→ Request
Can you convert the lines below into a JSON list of strings, one string per line, with blank lines dropped and the pictures left out?

[Dataset entries]
.....
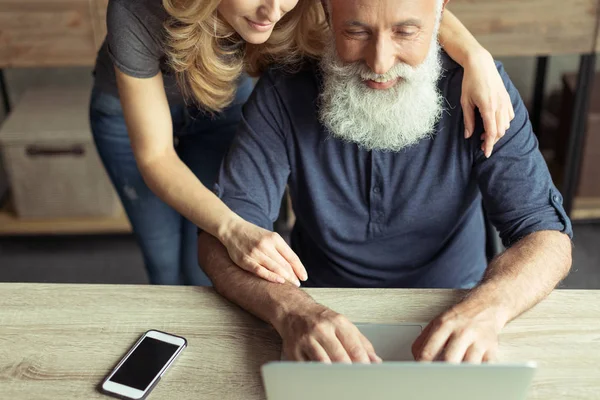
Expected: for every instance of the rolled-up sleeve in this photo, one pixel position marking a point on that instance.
(518, 193)
(254, 174)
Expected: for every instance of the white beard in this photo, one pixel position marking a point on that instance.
(391, 119)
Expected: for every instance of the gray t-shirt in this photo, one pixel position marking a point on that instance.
(135, 45)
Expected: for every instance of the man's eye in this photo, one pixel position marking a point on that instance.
(357, 33)
(405, 33)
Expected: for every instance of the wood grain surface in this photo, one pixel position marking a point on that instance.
(59, 341)
(530, 27)
(46, 33)
(69, 32)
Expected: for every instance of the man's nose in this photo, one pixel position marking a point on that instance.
(381, 57)
(271, 10)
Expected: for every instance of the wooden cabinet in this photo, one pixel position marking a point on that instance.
(530, 27)
(50, 32)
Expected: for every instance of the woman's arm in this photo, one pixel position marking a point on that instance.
(482, 86)
(148, 120)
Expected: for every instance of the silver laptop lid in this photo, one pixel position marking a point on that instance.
(396, 380)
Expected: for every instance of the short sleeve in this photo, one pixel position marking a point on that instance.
(518, 193)
(133, 49)
(254, 174)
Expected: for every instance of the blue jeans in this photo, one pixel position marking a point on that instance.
(167, 240)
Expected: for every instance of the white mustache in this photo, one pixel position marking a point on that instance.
(399, 71)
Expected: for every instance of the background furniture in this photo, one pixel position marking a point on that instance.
(543, 28)
(69, 32)
(59, 341)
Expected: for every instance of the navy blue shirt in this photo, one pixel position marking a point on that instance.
(411, 218)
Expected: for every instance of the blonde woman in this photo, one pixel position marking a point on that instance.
(169, 85)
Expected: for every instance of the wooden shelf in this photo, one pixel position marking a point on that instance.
(11, 225)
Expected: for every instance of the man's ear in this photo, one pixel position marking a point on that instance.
(325, 4)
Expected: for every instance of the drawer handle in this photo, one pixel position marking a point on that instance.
(41, 151)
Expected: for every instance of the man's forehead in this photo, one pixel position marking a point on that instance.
(381, 11)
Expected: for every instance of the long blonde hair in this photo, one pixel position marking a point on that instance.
(208, 56)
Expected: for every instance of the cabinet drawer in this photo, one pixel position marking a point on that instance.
(47, 32)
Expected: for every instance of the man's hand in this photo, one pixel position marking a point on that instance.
(463, 333)
(322, 335)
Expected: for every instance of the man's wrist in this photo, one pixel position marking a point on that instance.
(226, 229)
(475, 56)
(290, 309)
(490, 301)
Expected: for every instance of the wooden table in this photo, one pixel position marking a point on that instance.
(58, 341)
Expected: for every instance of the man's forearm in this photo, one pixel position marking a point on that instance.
(270, 302)
(522, 276)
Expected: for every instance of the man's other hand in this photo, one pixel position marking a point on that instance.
(461, 334)
(322, 335)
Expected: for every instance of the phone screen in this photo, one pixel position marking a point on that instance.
(144, 363)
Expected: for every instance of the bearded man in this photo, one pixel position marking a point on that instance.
(387, 192)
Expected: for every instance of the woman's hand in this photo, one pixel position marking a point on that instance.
(483, 88)
(263, 253)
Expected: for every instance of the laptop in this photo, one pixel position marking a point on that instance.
(398, 377)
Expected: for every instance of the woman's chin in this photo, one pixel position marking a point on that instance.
(255, 37)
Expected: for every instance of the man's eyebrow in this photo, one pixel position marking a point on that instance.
(407, 22)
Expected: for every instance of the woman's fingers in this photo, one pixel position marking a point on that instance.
(262, 272)
(292, 259)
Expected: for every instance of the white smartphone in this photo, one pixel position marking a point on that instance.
(144, 364)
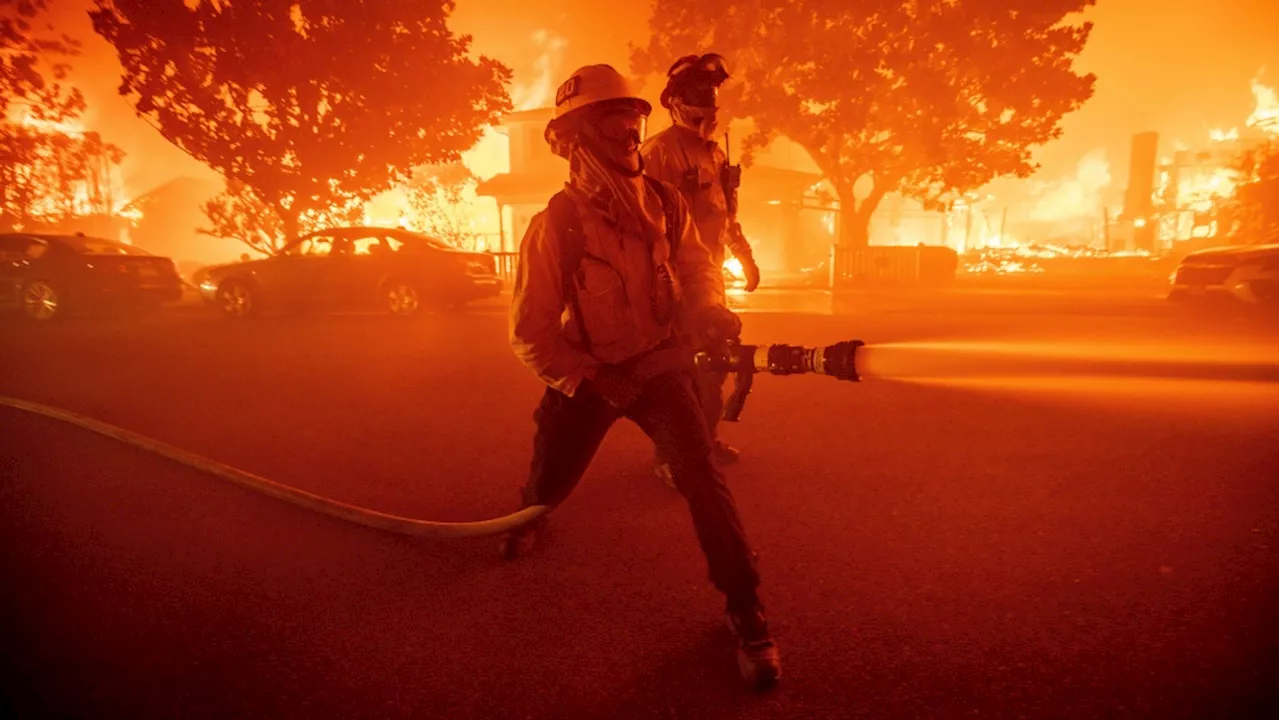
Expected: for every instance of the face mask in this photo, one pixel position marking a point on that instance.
(617, 135)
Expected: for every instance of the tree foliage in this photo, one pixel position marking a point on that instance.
(32, 64)
(928, 98)
(238, 213)
(49, 176)
(304, 105)
(438, 201)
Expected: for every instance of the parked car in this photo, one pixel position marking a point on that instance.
(1248, 273)
(48, 276)
(387, 269)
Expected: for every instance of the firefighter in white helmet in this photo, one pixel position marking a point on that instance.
(688, 156)
(609, 276)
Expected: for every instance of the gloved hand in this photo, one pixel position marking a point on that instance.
(617, 388)
(752, 270)
(720, 323)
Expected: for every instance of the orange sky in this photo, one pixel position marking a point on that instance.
(1179, 67)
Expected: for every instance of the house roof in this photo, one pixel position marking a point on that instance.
(521, 188)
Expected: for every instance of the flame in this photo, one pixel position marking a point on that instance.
(82, 201)
(1077, 196)
(538, 94)
(1224, 135)
(1266, 110)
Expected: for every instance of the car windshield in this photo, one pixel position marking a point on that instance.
(400, 238)
(97, 246)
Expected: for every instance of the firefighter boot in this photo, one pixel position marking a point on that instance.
(723, 454)
(758, 656)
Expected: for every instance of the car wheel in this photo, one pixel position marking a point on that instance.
(41, 301)
(236, 299)
(401, 299)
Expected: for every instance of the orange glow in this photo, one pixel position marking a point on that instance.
(86, 199)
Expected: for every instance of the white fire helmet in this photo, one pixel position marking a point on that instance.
(588, 86)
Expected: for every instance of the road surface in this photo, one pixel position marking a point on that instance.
(932, 546)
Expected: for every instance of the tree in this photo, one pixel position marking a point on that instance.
(238, 213)
(49, 176)
(927, 98)
(32, 69)
(305, 105)
(437, 199)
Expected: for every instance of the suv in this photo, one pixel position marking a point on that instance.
(1248, 273)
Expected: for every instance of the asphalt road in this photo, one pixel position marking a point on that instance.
(1023, 542)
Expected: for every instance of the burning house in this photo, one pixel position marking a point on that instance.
(1180, 208)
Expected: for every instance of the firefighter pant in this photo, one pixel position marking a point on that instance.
(570, 431)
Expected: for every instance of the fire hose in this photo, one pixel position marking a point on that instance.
(743, 360)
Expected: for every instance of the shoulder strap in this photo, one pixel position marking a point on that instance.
(670, 209)
(563, 217)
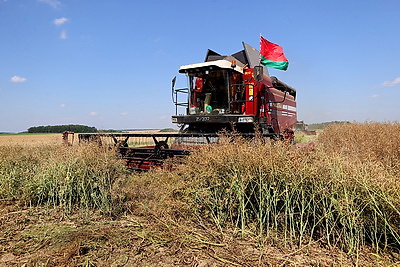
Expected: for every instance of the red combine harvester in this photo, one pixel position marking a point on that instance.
(224, 93)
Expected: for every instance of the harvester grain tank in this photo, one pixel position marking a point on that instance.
(225, 93)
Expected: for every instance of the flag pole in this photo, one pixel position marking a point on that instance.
(259, 52)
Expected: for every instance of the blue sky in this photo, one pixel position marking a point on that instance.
(109, 64)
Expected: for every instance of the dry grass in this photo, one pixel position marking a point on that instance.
(30, 139)
(341, 193)
(293, 195)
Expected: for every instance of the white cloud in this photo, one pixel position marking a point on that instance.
(60, 21)
(392, 83)
(52, 3)
(17, 79)
(63, 35)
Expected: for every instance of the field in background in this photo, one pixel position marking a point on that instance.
(333, 202)
(30, 139)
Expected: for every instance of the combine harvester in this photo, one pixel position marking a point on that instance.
(225, 93)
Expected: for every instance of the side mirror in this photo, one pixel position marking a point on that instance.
(258, 73)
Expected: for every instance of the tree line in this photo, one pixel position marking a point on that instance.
(62, 128)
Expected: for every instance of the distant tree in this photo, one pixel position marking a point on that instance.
(61, 128)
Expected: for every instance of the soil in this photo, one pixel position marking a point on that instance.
(43, 236)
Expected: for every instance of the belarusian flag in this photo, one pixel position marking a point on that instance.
(272, 55)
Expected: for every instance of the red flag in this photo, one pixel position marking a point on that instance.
(272, 55)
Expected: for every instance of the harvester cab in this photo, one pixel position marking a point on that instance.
(235, 93)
.....
→ Full response
[
  "Expected: for every instance of the rolled-up sleeve in this photo, one pixel position marking a point on that instance.",
  "(518, 193)",
  "(254, 174)",
  "Expected: for every instance of the white beard in this photo, one pixel position marking a point on that instance.",
  "(391, 119)",
  "Expected: for every instance of the gray t-shirt in this photo, one pixel position marking a point on that instance.",
  "(135, 45)",
  "Expected: for every instance of the man's eye in this photo, one pixel position marking a point on that instance.",
  "(357, 33)",
  "(405, 33)",
  "Expected: for every instance of the wood grain surface in this photo, one pixel position marking a point on that instance.",
  "(59, 341)",
  "(530, 27)",
  "(46, 33)",
  "(69, 32)",
  "Expected: for every instance of the man's nose in this photo, one pixel position marking a point on that instance.",
  "(381, 57)",
  "(271, 10)",
  "Expected: for every instance of the wooden cabinet in this photo, one pixel position marking a point on that instance.",
  "(530, 27)",
  "(50, 32)",
  "Expected: for every instance of the woman's arm in this photo, one pixel position marking a point on that instance.",
  "(482, 86)",
  "(148, 120)",
  "Expected: for every instance of the silver laptop lid in this photo, one pixel position marking a point on that instance.",
  "(396, 380)",
  "Expected: for every instance of the short sleeve in this photo, one pixel position marking a point on that instance.",
  "(518, 193)",
  "(133, 49)",
  "(254, 174)",
  "Expected: for every instance of the blue jeans in this photo, one pixel position marking a point on that instance.",
  "(167, 240)",
  "Expected: for every instance of the white mustache in this photo, one pixel position marking a point on that instance.",
  "(399, 71)",
  "Expected: for every instance of the background furniture in this photo, one pixel position marking a point on that instance.",
  "(543, 28)",
  "(69, 32)",
  "(59, 341)",
  "Expected: for every instance of the navy blue shirt in this photo, one pixel position marking a point on that instance.",
  "(411, 218)",
  "Expected: for every instance of the blonde woman in this photo, one pixel position marking a point on that instance.",
  "(169, 85)",
  "Expected: for every instance of the wooden shelf in this photo, one pixel position marking a point on that instance.",
  "(11, 225)",
  "Expected: for every instance of the man's ear in this photo, one pixel position marking a point on that instance.",
  "(325, 4)",
  "Expected: for every instance of the drawer handle in this photo, one pixel position marking a point on that instance.",
  "(41, 151)",
  "Expected: for every instance of the man's forehead in this photo, one pixel position marking a point on that instance.",
  "(381, 11)",
  "Expected: for every instance of the long blonde hair in this photo, one pixel position marking a point on that instance.",
  "(208, 56)",
  "Expected: for every instance of the cabinet drawer in this photo, one pixel position marking a point on that instance.",
  "(47, 32)",
  "Expected: for every instance of the man's hand in this photo, one pixel position marking a point on that instance.",
  "(463, 333)",
  "(322, 335)",
  "Expected: for every instance of the man's wrist in this photo, one pixel position marking a point on that instance.",
  "(226, 229)",
  "(475, 56)",
  "(290, 309)",
  "(490, 301)",
  "Expected: for every instance of the wooden table in this photo, one pixel position marking a point on that instance.",
  "(58, 341)",
  "Expected: for every instance of the man's forearm in this photo, one pixel position marking a point on that instance.",
  "(270, 302)",
  "(522, 276)",
  "Expected: for every instance of the man's other hand in this photo, one pixel position marking a point on that instance.",
  "(461, 334)",
  "(322, 335)",
  "Expected: for every instance of the phone screen in this photo, one pixel position marking a point on that instance.",
  "(144, 363)",
  "Expected: for every instance of the bearded man in this photo, one pixel position marking a point on that instance.",
  "(387, 192)",
  "Expected: for every instance of the woman's hand in this photo, one pixel position marking a point on that instance.",
  "(483, 88)",
  "(263, 253)",
  "Expected: for every instance of the laptop in this photo, one pixel position marking a point on that instance.",
  "(398, 377)",
  "Expected: for every instance of the woman's chin in this photo, one pixel position marking a point on that instance.",
  "(255, 37)",
  "Expected: for every instance of the man's eyebrow in this photo, one pixel position marking a point on that instance.",
  "(407, 22)",
  "Expected: for every instance of the woman's fingers in this photo, one pixel position marking a point on that instance.",
  "(262, 272)",
  "(292, 259)",
  "Expected: for every instance of the white smartphone in this photo, one pixel position marking a point on that instance.",
  "(144, 364)",
  "Expected: for every instance of the face mask in this photo, one pixel position marking a point on that instance.",
  "(617, 135)",
  "Expected: for every instance of the tree foliage in this photo, one pixel position marking a point on that instance.",
  "(32, 64)",
  "(928, 98)",
  "(238, 213)",
  "(49, 176)",
  "(304, 105)",
  "(438, 201)",
  "Expected: for every instance of the parked car in this photo, one pixel position marking a point on that instance.",
  "(1248, 273)",
  "(48, 276)",
  "(387, 269)",
  "Expected: for every instance of the firefighter in white helmet in this photo, one pixel position marking a point on that instance.",
  "(688, 156)",
  "(609, 276)",
  "Expected: for every instance of the gloved hand in this photo, one pixel position marking a point on that instance.",
  "(617, 388)",
  "(752, 270)",
  "(720, 323)",
  "Expected: for every instance of the orange sky in this photo, one pixel position marking a point on that instance.",
  "(1179, 67)",
  "Expected: for every instance of the house roof in this photo, one pixel position marking a point on that instance.",
  "(521, 188)",
  "Expected: for every instance of the flame in this photo, one pixel position marking a point on that instance.",
  "(82, 201)",
  "(1077, 196)",
  "(538, 94)",
  "(1224, 135)",
  "(1266, 110)",
  "Expected: for every instance of the car windshield in this photo, one pixel position marking a point on that instance.",
  "(400, 238)",
  "(97, 246)",
  "Expected: for every instance of the firefighter boot in this photo, one pixel position marking a point on that instance.",
  "(723, 454)",
  "(758, 656)",
  "Expected: for every instance of the car wheel in this photo, one pixel position marking a point on that instance.",
  "(41, 301)",
  "(236, 299)",
  "(401, 299)",
  "Expected: for every instance of the orange glow in this photo, one pixel position marking a point on that instance.",
  "(86, 199)",
  "Expected: for every instance of the white fire helmet in this photo, one pixel position marking a point on that instance.",
  "(588, 86)",
  "Expected: for every instance of the road surface in this photo, one pixel position marking a point on that instance.",
  "(932, 546)",
  "Expected: for every instance of the tree in this photo, one pixel position marking a point on that instance.",
  "(238, 213)",
  "(49, 176)",
  "(927, 98)",
  "(32, 69)",
  "(305, 105)",
  "(437, 199)",
  "Expected: for every instance of the suv in this photo, one pixel position marking a point on that instance.",
  "(1248, 273)",
  "Expected: for every instance of the asphalt road in this photo, one pixel position marking a point on that instance.",
  "(1023, 542)",
  "Expected: for every instance of the burning house in this photo, one pixel position marking a point on that instance.",
  "(1180, 208)",
  "Expected: for every instance of the firefighter pant in this photo, one pixel position marking a point on that instance.",
  "(570, 431)",
  "Expected: for every instance of the fire hose in this photo, one pixel position marking a point on that instance.",
  "(743, 360)",
  "Expected: for every instance of the shoulder strap in this photo, one pixel position marking a point on that instance.",
  "(670, 209)",
  "(563, 217)",
  "Expected: for every instance of the red combine harvester in this photo, one pixel position marking a point on that instance.",
  "(224, 93)",
  "Expected: for every instance of the harvester grain tank in this photo, one pixel position marking a point on that instance.",
  "(225, 93)",
  "Expected: for every instance of the flag pole in this photo, one pixel position marking a point on that instance.",
  "(259, 52)",
  "Expected: for every instance of the blue sky in this photo, one pixel position marking a point on that instance.",
  "(109, 64)",
  "Expected: for every instance of the dry grass in this photo, one pixel position marking a point on that instance.",
  "(30, 139)",
  "(341, 193)",
  "(293, 195)",
  "Expected: for every instance of the white cloud in this photo, one pixel position marking a point on that instance.",
  "(60, 21)",
  "(392, 83)",
  "(52, 3)",
  "(17, 79)",
  "(63, 35)",
  "Expected: for every instance of the field in background in this photo, one pixel position marking a point on that instance.",
  "(333, 202)",
  "(30, 139)",
  "Expected: for every instance of the combine harvester in this photo, one pixel position marking a point on that instance.",
  "(225, 93)",
  "Expected: for every instance of the side mirror in this photo, one pixel position marking a point on that instance.",
  "(258, 73)",
  "Expected: for every instance of the tree line in this photo, one pixel position marking a point on that instance.",
  "(62, 128)",
  "Expected: for every instance of the distant tree in this photo, one pixel position marking a point on that instance.",
  "(61, 128)",
  "Expected: for every instance of the soil in this photo, one pixel position marking a point on that instance.",
  "(43, 236)",
  "Expected: for every instance of the belarusian flag in this photo, one pixel position marking a point on that instance.",
  "(272, 55)",
  "Expected: for every instance of the red flag in this photo, one pixel position marking a point on that instance.",
  "(272, 55)",
  "Expected: for every instance of the harvester cab in this photo, one pixel position marking a point on that instance.",
  "(235, 93)"
]